%%
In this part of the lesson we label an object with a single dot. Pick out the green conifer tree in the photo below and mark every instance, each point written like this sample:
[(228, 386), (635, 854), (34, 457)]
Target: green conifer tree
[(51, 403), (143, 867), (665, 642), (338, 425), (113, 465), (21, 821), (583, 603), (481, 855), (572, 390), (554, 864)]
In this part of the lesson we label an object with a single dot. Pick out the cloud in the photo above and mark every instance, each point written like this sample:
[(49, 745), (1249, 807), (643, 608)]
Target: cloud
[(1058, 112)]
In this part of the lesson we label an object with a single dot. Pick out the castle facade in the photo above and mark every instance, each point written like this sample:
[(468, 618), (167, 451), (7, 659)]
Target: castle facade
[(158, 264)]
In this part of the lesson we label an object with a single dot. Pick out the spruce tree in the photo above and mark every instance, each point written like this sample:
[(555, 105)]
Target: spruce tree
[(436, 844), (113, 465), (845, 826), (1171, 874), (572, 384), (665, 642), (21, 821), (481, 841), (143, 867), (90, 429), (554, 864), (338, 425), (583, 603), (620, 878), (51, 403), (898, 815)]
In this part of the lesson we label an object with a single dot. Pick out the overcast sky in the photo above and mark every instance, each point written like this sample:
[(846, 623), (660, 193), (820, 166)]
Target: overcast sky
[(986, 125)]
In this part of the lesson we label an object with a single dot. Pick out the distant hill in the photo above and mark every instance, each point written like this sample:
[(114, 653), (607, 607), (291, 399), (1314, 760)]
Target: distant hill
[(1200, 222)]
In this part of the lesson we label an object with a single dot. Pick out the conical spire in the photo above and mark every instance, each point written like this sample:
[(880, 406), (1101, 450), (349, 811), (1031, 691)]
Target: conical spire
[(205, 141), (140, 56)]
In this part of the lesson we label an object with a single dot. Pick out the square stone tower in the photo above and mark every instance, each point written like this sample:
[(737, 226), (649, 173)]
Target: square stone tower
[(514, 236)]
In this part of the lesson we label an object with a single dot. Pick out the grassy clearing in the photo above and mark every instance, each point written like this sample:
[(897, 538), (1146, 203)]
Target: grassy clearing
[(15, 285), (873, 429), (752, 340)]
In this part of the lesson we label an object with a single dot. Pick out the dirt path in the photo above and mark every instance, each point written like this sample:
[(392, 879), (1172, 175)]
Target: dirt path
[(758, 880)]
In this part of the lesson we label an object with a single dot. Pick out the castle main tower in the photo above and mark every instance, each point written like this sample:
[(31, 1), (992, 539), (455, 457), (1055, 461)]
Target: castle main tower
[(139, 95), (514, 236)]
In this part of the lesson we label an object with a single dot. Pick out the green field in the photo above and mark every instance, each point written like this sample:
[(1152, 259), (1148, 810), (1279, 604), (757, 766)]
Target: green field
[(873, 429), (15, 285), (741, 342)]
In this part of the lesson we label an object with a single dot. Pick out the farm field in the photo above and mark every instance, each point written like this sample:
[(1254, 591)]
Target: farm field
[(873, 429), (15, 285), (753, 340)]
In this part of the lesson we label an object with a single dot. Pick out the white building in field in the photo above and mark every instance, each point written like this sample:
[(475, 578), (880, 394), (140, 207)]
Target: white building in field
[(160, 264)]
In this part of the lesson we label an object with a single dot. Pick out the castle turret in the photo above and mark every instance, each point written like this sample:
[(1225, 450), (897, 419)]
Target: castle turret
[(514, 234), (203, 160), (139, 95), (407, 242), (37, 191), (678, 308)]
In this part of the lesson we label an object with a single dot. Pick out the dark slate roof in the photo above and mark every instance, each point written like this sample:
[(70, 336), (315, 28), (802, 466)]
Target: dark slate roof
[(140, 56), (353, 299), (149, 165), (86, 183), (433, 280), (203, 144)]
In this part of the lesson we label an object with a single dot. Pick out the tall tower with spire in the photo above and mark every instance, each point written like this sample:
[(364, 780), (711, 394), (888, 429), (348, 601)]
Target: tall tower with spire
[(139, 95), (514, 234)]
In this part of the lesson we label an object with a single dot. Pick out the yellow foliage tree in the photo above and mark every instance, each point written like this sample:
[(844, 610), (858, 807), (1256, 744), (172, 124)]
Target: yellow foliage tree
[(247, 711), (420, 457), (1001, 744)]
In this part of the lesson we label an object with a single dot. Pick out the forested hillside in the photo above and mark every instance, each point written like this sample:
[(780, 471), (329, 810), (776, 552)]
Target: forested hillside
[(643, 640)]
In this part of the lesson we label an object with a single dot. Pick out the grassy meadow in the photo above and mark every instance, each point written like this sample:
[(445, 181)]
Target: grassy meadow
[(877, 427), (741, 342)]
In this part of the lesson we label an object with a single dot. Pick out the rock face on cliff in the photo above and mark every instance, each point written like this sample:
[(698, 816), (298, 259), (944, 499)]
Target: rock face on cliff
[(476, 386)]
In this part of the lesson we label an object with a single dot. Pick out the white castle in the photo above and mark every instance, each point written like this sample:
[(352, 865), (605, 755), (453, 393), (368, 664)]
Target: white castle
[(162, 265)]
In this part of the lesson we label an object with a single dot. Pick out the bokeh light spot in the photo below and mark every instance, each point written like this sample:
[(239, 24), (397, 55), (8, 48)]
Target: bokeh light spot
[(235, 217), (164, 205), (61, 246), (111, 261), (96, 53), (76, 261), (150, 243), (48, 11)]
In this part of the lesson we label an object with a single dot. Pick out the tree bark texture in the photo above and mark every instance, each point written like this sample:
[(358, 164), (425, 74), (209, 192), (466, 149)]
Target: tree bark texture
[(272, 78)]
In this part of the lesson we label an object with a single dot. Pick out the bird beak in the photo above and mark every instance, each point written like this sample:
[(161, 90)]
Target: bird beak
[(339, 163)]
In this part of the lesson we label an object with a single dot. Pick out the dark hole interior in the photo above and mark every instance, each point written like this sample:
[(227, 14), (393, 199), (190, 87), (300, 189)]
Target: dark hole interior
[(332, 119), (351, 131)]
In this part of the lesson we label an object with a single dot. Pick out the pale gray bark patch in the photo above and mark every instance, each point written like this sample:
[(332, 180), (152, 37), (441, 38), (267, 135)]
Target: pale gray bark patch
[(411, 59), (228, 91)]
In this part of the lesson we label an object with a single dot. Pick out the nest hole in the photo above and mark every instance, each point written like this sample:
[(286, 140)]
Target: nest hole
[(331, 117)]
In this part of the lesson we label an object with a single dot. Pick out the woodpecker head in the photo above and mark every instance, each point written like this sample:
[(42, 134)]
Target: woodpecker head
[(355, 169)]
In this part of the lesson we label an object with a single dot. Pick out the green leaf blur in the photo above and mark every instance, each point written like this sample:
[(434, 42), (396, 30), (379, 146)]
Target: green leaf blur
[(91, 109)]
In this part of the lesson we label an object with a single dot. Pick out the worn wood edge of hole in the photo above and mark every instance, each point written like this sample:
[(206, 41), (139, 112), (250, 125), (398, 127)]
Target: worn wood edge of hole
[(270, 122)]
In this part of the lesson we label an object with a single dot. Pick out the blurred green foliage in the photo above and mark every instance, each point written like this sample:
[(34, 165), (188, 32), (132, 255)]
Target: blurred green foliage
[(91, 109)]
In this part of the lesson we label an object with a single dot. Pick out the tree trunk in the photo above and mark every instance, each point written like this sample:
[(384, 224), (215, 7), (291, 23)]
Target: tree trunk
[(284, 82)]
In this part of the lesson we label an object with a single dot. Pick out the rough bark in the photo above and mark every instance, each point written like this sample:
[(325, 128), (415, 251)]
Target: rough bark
%%
SET TASK
Convert every line of all the items above into a Markdown table with two columns, Row and Line. Put the row number under Row and the line under Line, and leave out blank lines.

EXERCISE OUTPUT
| Row | Line |
|---|---|
| 1 | In this part of the lesson we label an object with a single dot. Pick out the green conifer tree in the photo below and mark every instance, each point written like this sample: |
| 2 | [(228, 386), (635, 854), (34, 457)] |
| 3 | Target: green conifer tree |
| 4 | [(51, 403), (143, 867), (665, 642), (338, 425), (113, 465), (21, 821), (583, 603), (481, 855), (572, 390), (554, 864)] |
| 5 | In this part of the lesson we label an object with a single dot. Pick out the cloud in the photo above and mark every instance, each point written like this sample: |
| 6 | [(49, 745), (1249, 807), (643, 608)] |
| 7 | Target: cloud |
| 8 | [(1058, 112)] |
| 9 | In this part of the lesson we label an object with a single dot. Pick out the castle facade in the photo above and mark every instance, each point written like this sample: |
| 10 | [(468, 618), (167, 451), (7, 659)] |
| 11 | Target: castle facade |
| 12 | [(158, 264)] |
| 13 | In this part of the lesson we label an object with a single dot. Pick out the spruce tree in the photo above and mark every instance, each point written like this sample: |
| 14 | [(555, 105)] |
| 15 | Target: spruce tree |
| 16 | [(436, 844), (113, 465), (845, 826), (1171, 874), (572, 384), (665, 642), (21, 821), (481, 841), (143, 867), (90, 429), (554, 864), (338, 425), (583, 603), (620, 878), (51, 403), (898, 815)] |
| 17 | In this part of the lesson we label an object with a single dot. Pick out the overcast sky in the photo above and mark every instance, each point written like this sample: |
| 18 | [(846, 623), (660, 193), (820, 166)] |
| 19 | Target: overcast sky |
| 20 | [(986, 125)] |
| 21 | In this part of the lesson we label an object with a single dot. Pick out the distant hill in the photo above and mark every instance, each point written like this sample: |
| 22 | [(114, 653), (607, 607), (291, 399), (1314, 760)] |
| 23 | Target: distant hill |
| 24 | [(1200, 222)] |
| 25 | In this part of the lesson we label an object with a single dot. Pick out the conical spire in the photo above and mark every instance, each point written like this sample: |
| 26 | [(880, 406), (1101, 450), (349, 811), (1031, 691)] |
| 27 | Target: conical spire |
| 28 | [(205, 141), (140, 56)] |
| 29 | In this part of the lesson we label an object with a single dot. Pick out the square stone tower in the photo above and mark every instance, each point written like this sample: |
| 30 | [(737, 226), (649, 173)] |
| 31 | Target: square stone tower |
| 32 | [(514, 236)] |
| 33 | In this part of the lesson we label an object with a single dot. Pick out the grassy clearing in the photo above and mark every instance, each point written like this sample: |
| 34 | [(897, 538), (1146, 203)] |
| 35 | Target: grassy clearing |
| 36 | [(15, 285), (873, 429), (752, 340)] |
| 37 | In this part of the lesson we label an object with a single dot. Pick out the dirt path in the photo above and mark every instance, each point written like this sample: |
| 38 | [(392, 879), (1172, 175)] |
| 39 | Target: dirt path |
| 40 | [(758, 880)] |
| 41 | In this part of the lesson we label an object with a single dot. Pick out the castle main tower in the photo above and mark every instance, each point written like this sample: |
| 42 | [(31, 1), (992, 539), (455, 457), (1055, 461)] |
| 43 | Target: castle main tower |
| 44 | [(139, 95), (514, 236)] |
| 45 | In this part of the lesson we label an object with a single dot. Pick out the green field in the photo above and mark every instance, each point written like this sample: |
| 46 | [(1152, 259), (1148, 810), (1279, 604), (757, 766)] |
| 47 | Target: green field |
| 48 | [(873, 429), (15, 285), (741, 342)] |
| 49 | In this part of the lesson we label an object with a single dot. Pick out the farm field in the photo above and mark every instance, each point written like this sample: |
| 50 | [(1254, 591)] |
| 51 | Target: farm field |
| 52 | [(873, 429), (15, 285), (753, 340)] |
| 53 | In this part of the lesson we label an object with a single dot. Pick out the white building in field in the photo above and mark every instance, each point written like this sample: |
| 54 | [(475, 578), (880, 394), (140, 207)] |
| 55 | Target: white building in field |
| 56 | [(160, 264)] |
| 57 | In this part of the lesson we label an object with a single dot. Pick out the castle turret in the photo above and mark every instance, each point written like this sample: |
| 58 | [(1225, 450), (897, 419)] |
| 59 | Target: castle turret |
| 60 | [(514, 234), (203, 160), (139, 95), (407, 242), (37, 191), (678, 308)] |
| 61 | In this part of the lesson we label an object with a single dot. Pick out the dark slate roof in the photo above and mark every instance, each point written like this sample: |
| 62 | [(70, 336), (315, 28), (802, 466)] |
| 63 | Target: dark slate roof |
| 64 | [(140, 56), (353, 299), (149, 165), (86, 183), (433, 280), (203, 144)] |
| 65 | In this part of the lesson we label an object with a single dot. Pick out the tall tower with spire in the photo above and mark every instance, each point written like this sample: |
| 66 | [(364, 780), (711, 394), (888, 429), (348, 601)] |
| 67 | Target: tall tower with spire |
| 68 | [(139, 95), (514, 234)] |
| 69 | In this part of the lesson we label an object with a single dot. Pick out the yellow foliage tree in the photo above and mark every instance, each point written like this sample: |
| 70 | [(844, 610), (858, 807), (1256, 744), (172, 124)] |
| 71 | Target: yellow foliage tree |
| 72 | [(247, 711), (420, 457), (1001, 744)] |
| 73 | In this part of the lesson we label an object with a single dot. Pick out the forested hillside in the photo above and mark every instance, each point written like this sample: |
| 74 | [(780, 471), (329, 810), (776, 552)] |
| 75 | Target: forested hillside |
| 76 | [(643, 640)] |
| 77 | In this part of the lesson we label an object with a single dot. Pick out the grassy meadow in the photo above and mark every instance, each point written like this sample: |
| 78 | [(445, 181)] |
| 79 | Target: grassy meadow |
| 80 | [(877, 427), (741, 342)] |
| 81 | In this part of the lesson we label an object with a single dot. Pick out the rock face on cliff in the photo above and mark every instance, each point written like this sample: |
| 82 | [(698, 816), (298, 259), (944, 499)] |
| 83 | Target: rock face on cliff |
| 84 | [(476, 386)] |
| 85 | In this part of the lesson we label an object with a single dot. Pick out the white castle in the photo above and mark every instance, each point written like this sample: |
| 86 | [(352, 865), (605, 755), (453, 393), (368, 664)] |
| 87 | Target: white castle |
| 88 | [(162, 265)] |
| 89 | In this part of the lesson we label an object with a single dot. Pick out the bokeh light spot in the photo below and mark every instance, each point written like this sample: |
| 90 | [(239, 24), (397, 55), (8, 48)] |
| 91 | Target: bokeh light spot |
| 92 | [(235, 217), (164, 205), (61, 246), (111, 261), (96, 53), (76, 261), (150, 243), (48, 11)] |
| 93 | In this part of the lesson we label an object with a single dot. Pick out the tree bark texture in the photo above and mark every instance, each point written like this sample: |
| 94 | [(358, 164), (425, 74), (209, 192), (466, 149)] |
| 95 | Target: tree bark texture |
| 96 | [(272, 78)] |
| 97 | In this part of the lesson we label an object with a single dot. Pick out the bird beak in the photo above and mark every instance, each point written like this sample: |
| 98 | [(161, 90)] |
| 99 | Target: bird beak |
| 100 | [(339, 163)] |
| 101 | In this part of the lesson we label an object with a single dot. Pick out the dark hole interior in the photo above and mark every instance, each point written like this sample: |
| 102 | [(227, 14), (393, 199), (190, 87), (300, 189)] |
| 103 | Target: dark hole interior |
| 104 | [(332, 119), (351, 131)] |
| 105 | In this part of the lesson we label an object with a single dot. Pick out the pale gray bark patch in the photo above and mark every instance, each point written like this sample: |
| 106 | [(332, 180), (152, 37), (441, 38), (267, 135)] |
| 107 | Target: pale gray bark patch |
| 108 | [(411, 59), (228, 91)] |
| 109 | In this part of the lesson we label an object with a single dot. Pick out the nest hole in the photo above and mark every instance, each point written like this sample: |
| 110 | [(286, 140)] |
| 111 | Target: nest hole |
| 112 | [(331, 117)] |
| 113 | In this part of the lesson we label an object with a single dot. Pick out the woodpecker head in the photo above and mark every instance, each point written like this sample: |
| 114 | [(42, 134)] |
| 115 | Target: woodpecker head |
| 116 | [(355, 169)] |
| 117 | In this part of the lesson we label an object with a single dot. Pick out the green leaf blur in the photo above and mark every instance, each point written like this sample: |
| 118 | [(434, 42), (396, 30), (379, 146)] |
| 119 | Target: green leaf blur |
| 120 | [(91, 109)] |
| 121 | In this part of the lesson we label an object with a single dot. Pick out the worn wood edge of hole in the photo above and mark every instance, each point written like this sample: |
| 122 | [(206, 41), (139, 112), (250, 125), (398, 127)] |
| 123 | Target: worn wood edge of hole |
| 124 | [(270, 122)] |
| 125 | In this part of the lesson we label an object with a single dot. Pick out the blurred green foliage in the photo above and mark every instance, each point written like this sample: |
| 126 | [(34, 165), (188, 32), (132, 255)] |
| 127 | Target: blurred green foliage |
| 128 | [(91, 109)] |
| 129 | In this part of the lesson we label an object with a single dot. Pick out the tree trunk in the photo above and mark every instance, each point written like this sample: |
| 130 | [(384, 224), (215, 7), (291, 23)] |
| 131 | Target: tree trunk |
| 132 | [(284, 82)] |
| 133 | In this part of the lesson we label an object with a single dot. Pick out the rough bark in the photo above and mark every instance, each point written like this sample: |
| 134 | [(325, 128), (415, 251)] |
| 135 | Target: rough bark |